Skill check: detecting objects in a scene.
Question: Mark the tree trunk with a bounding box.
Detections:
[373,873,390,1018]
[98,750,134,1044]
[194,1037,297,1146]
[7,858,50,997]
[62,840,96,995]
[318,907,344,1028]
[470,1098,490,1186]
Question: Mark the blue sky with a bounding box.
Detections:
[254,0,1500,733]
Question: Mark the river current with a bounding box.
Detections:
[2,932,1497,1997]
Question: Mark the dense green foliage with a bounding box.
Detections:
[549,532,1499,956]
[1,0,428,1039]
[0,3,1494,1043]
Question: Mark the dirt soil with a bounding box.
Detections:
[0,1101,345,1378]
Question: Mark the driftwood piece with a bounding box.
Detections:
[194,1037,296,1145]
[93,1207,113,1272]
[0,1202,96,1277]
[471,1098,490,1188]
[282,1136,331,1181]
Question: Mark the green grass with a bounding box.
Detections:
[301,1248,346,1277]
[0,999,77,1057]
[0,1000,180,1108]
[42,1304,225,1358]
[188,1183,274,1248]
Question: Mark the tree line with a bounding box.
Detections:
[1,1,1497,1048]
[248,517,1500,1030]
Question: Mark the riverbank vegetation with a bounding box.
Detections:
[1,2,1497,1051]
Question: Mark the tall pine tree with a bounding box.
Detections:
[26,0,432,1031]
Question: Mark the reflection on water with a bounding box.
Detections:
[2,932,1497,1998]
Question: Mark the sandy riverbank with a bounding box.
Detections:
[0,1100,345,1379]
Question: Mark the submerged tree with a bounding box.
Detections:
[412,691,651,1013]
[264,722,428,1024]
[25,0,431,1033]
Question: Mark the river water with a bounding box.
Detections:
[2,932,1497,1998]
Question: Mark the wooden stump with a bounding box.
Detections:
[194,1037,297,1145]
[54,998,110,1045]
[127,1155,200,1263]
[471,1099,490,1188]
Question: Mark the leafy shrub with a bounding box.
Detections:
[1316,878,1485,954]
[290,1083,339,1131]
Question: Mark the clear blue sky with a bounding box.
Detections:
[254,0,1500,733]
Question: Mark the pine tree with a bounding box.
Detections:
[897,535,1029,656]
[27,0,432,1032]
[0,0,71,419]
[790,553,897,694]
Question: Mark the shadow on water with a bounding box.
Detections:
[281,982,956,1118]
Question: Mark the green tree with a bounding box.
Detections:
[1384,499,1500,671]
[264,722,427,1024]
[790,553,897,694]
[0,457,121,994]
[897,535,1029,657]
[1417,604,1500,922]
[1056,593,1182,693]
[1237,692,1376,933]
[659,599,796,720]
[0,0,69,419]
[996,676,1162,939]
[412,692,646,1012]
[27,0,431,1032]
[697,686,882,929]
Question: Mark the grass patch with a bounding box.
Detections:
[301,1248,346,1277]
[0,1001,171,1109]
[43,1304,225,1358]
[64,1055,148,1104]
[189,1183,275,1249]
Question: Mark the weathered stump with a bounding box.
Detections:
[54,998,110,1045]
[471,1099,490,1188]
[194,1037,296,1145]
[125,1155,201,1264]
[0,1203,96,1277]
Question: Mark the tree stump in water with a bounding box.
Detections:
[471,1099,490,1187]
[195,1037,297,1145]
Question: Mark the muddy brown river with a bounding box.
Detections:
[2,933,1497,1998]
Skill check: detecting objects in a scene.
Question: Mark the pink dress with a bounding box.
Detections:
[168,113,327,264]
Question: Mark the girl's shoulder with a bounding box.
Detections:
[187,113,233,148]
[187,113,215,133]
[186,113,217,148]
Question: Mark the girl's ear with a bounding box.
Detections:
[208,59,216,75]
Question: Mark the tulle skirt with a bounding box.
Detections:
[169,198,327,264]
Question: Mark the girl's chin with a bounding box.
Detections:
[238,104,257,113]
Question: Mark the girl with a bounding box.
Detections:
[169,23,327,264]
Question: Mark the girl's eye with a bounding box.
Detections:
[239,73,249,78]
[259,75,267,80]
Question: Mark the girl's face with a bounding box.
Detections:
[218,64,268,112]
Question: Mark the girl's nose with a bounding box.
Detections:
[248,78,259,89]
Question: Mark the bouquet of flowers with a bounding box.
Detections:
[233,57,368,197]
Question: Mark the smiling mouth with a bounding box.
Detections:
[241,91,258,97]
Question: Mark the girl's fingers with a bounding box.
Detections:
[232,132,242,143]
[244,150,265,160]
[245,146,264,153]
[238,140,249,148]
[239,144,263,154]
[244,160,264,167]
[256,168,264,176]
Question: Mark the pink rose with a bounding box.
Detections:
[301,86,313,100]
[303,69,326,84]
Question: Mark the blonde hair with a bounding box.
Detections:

> **Your task**
Return every line of the listing that has the word "grass" in it.

> **Your response**
Question: Mark the green grass with a bounding box.
Question: Mark the grass patch with a bounding box.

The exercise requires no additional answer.